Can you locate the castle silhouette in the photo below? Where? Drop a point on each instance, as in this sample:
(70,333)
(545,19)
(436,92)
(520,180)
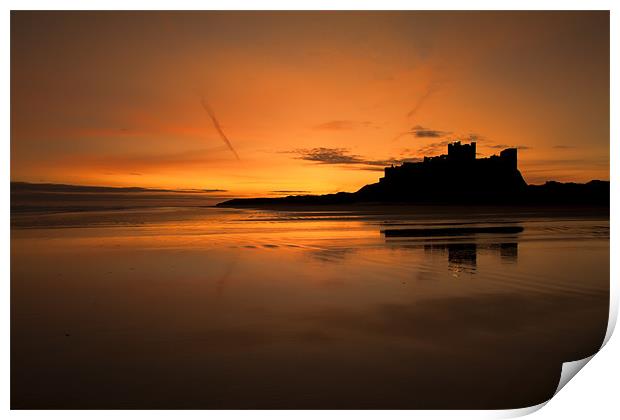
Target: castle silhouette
(457,178)
(457,175)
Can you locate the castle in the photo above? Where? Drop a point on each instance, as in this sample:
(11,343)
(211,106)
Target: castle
(456,174)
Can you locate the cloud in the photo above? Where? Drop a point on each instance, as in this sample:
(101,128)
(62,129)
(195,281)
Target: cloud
(339,125)
(505,146)
(431,88)
(289,191)
(423,132)
(68,188)
(339,156)
(217,126)
(433,149)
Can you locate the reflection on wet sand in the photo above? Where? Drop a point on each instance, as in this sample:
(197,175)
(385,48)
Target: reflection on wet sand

• WHAT IS REQUIRED
Each line above is to be copied verbatim. Drop any image from the copy.

• WRITTEN SOLUTION
Can you locate the castle silhouette in the photo below? Where? Drop a point on each instance, as in this sample:
(70,333)
(545,19)
(436,92)
(520,180)
Target: castle silhouette
(457,178)
(457,175)
Can you locate the castle in the photo above? Where? Drop a point on each instance, as in this sample:
(11,343)
(211,106)
Target: castle
(456,174)
Can you locate the cloud in the photo above? Where? Drop a point on each instance, as in this sample:
(101,128)
(62,129)
(195,281)
Target: cloud
(339,125)
(505,146)
(431,88)
(289,191)
(423,132)
(68,188)
(339,156)
(217,126)
(433,149)
Can you locate the reflection on wet sand in the photo above? Where? Drop a point on each instance, as in this sample:
(197,175)
(385,48)
Target: reflection on wet sand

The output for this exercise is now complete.